# Given text
.....

Weekly View - Netflop

Weekly View - Netflop

The CIO’s view of the week ahead.

Incumbent Emmanuel Macron was re-elected to a second term in Sunday’s French presidential elections. The euro has held steady on the news of his victory over his eurosceptic and far-right rival, Marine Le Pen. The June parliamentary elections in France will be critical. Elsewhere, more positive news for markets came in via the euro-area flash composite purchasing managers’ index (PMI), which rose above consensus expectations in April, more than compensating for March’s decline.

The first-quarter reporting season has been more positive on top line beats than expected. Markets are penalising stocks that miss forecasts, especially those of growth companies. In another example of how growth stocks are being punished as soon as their growth reverses, Netflix saw its share price plummet by 36% last week after reporting a contraction in subscribers. In a bad week for equities (despite decent earnings news overall), growth-oriented indexes suffered the most, with the largest US tech giants leading the losses. The overall decline in equities is now in line with that of bonds, with the MSCI All Country World index down 11% year to date (in USD) and US 7-10 year government bonds down 10.6%.

.....

# Supplied material
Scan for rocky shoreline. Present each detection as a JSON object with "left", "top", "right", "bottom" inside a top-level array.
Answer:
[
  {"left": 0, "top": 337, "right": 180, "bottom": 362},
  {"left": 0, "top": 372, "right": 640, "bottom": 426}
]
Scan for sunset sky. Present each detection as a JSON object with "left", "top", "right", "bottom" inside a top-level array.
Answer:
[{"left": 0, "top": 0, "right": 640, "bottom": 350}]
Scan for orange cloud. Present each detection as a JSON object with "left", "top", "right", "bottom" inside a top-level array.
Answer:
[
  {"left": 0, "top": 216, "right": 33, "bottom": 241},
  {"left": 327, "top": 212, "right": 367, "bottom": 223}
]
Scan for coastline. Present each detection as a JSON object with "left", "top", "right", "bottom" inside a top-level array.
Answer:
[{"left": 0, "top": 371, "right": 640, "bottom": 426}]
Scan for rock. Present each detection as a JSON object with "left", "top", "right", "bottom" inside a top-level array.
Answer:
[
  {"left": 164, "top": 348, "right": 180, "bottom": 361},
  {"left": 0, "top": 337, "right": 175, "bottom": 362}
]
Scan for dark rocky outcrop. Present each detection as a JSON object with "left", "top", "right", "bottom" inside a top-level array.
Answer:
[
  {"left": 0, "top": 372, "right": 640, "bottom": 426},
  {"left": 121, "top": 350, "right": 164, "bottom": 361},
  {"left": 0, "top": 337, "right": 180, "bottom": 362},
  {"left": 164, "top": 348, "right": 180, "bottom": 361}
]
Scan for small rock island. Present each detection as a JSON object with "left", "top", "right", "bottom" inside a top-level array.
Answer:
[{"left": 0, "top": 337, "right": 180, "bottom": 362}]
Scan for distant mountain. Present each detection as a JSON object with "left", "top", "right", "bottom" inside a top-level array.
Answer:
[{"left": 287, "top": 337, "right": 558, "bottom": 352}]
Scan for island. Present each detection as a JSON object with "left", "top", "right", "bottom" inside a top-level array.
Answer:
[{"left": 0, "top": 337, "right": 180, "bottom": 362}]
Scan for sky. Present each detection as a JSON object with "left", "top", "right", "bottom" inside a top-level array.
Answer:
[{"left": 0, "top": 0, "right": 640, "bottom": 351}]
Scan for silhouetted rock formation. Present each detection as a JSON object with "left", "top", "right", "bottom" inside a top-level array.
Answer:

.....

# What you have to do
Condense the paragraph of the weekly view beginning "The first-quarter reporting season" into a short bulleted list that keeps its main facts.

# Output of the exercise
- The first-quarter reporting season has brought more top-line beats than expected.
- Markets are penalizing stocks that miss forecasts, especially growth companies.
- Netflix's share price fell 36% last week after it reported a contraction in subscribers.
- Equities had a bad week despite decent overall earnings news. Growth-oriented indexes suffered most, and the largest US tech giants led the losses.
- The decline in equities now matches that of bonds. The MSCI All Country World index is down 11% year to date (in USD), and US 7-10 year government bonds are down 10.6%.